---- TEXT BLOCK

Apr 2026
Why your technical talent is your best marketing asset
Written by Positive Team
Founders like Apple’s Cook and Oracle’s Ellison have historically been the industry’s great introverts, but something is changing. Driven most notably by the ‘Musk-ification’ of tech leaders, B2B brands have pivoted towards B2C-style celebrity leadership to capture visibility.
But the high-gloss founder profile is hitting a wall. The market is developing an allergy to polished platitudes, causing the “visionary CEO” to lose ground to a more credible source of truth: the Technical Evangelist.
Why “vibes” no longer sell
Much of what we see in our newsfeed is seemingly blending into one. A CEO’s LinkedIn post about “the future of innovation” is losing its potency because audiences know there’s a marketing team behind it. These ‘opinions’ don’t feel as authentic as they once were.
This is causing the ‘Technical Evangelist’ to have a mainstream breakout. Buyers have become more skeptical, following the makers instead of the managers, a shift made clear by the skyrocketing profiles of more tech-savvy leaders. Take Elon Musk for example, surpassing 237 million followers on X, or Jeff Bezos with over 7.3 million followers.
This does not mean every buyer is an engineer. It means that even non-technical stakeholders now use technical proof as a primary trust signal. They realise that while the CEO signs the checks, the Technical Evangelists are the ones solving the problems.
Turning your engineers into icons
Brands don’t need to hire a superstar because they likely already employ one. The goal is to move your internal subject matter experts from the back office to the front page by identifying the architects, lead developers, or researchers who are already active in niche forums and communities.

--------
---- DATASET RECORDS

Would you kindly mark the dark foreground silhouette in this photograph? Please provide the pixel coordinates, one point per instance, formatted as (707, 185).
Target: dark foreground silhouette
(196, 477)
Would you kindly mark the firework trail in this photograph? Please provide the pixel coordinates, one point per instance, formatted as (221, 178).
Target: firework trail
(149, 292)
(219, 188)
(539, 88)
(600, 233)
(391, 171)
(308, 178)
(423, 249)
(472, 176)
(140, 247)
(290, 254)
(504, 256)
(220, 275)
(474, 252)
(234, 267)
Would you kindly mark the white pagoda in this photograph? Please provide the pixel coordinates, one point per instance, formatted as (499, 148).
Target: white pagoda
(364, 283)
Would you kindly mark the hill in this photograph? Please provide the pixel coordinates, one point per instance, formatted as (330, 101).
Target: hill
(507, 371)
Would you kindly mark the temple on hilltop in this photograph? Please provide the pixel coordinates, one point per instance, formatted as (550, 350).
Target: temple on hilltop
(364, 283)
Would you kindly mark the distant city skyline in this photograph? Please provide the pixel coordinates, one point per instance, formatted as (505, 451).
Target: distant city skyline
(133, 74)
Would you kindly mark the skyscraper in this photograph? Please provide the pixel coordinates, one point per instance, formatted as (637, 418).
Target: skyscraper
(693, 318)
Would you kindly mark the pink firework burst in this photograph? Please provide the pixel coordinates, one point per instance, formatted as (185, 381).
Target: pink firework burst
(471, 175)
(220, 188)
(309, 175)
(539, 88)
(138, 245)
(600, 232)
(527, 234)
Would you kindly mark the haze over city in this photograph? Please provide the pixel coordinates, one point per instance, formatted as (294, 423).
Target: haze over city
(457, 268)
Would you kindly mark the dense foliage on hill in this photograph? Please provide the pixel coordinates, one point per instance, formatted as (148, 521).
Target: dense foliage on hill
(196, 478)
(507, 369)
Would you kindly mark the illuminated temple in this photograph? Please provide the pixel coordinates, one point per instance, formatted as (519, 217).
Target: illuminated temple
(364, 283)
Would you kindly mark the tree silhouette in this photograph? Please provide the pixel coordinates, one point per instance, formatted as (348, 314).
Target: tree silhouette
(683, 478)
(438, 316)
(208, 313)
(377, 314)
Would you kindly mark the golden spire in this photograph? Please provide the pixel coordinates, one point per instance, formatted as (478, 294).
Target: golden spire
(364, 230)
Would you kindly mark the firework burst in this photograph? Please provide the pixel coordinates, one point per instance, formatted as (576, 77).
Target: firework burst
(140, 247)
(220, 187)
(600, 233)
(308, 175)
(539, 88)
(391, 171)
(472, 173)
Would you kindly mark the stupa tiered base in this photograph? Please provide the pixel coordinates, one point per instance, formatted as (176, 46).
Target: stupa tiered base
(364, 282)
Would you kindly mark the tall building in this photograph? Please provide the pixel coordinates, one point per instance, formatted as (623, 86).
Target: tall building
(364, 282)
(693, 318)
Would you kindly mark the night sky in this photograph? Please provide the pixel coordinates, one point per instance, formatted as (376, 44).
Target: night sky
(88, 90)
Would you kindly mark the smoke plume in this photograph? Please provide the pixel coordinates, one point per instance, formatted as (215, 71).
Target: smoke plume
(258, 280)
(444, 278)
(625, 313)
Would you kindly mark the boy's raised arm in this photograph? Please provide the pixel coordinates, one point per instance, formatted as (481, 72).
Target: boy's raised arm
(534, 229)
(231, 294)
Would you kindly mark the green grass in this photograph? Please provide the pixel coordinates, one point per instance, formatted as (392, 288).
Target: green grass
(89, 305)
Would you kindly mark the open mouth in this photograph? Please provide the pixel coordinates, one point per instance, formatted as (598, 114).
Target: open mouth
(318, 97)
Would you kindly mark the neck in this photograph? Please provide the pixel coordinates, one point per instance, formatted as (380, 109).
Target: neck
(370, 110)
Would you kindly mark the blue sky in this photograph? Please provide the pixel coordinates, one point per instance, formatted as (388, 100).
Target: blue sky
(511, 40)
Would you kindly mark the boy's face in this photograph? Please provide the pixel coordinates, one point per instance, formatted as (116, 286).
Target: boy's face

--------

• BRIEF 1
Translate this sentence from the technical talent article into French: "Brands don’t need to hire a superstar because they likely already employ one."
• BRIEF 2
In the technical talent article, rewrite the passage starting with "But the high-gloss" and going on through "they once were.", changing "allergy" to "aversion".

• ANSWER 1
Les marques n’ont pas besoin d’embaucher une superstar, car elles en emploient probablement déjà une.

• ANSWER 2
But the high-gloss founder profile is hitting a wall. The market is developing an aversion to polished platitudes, causing the “visionary CEO” to lose ground to a more credible source of truth: the Technical Evangelist.
Why “vibes” no longer sell
Much of what we see in our newsfeed is seemingly blending into one. A CEO’s LinkedIn post about “the future of innovation” is losing its potency because audiences know there’s a marketing team behind it. These ‘opinions’ don’t feel as authentic as they once were.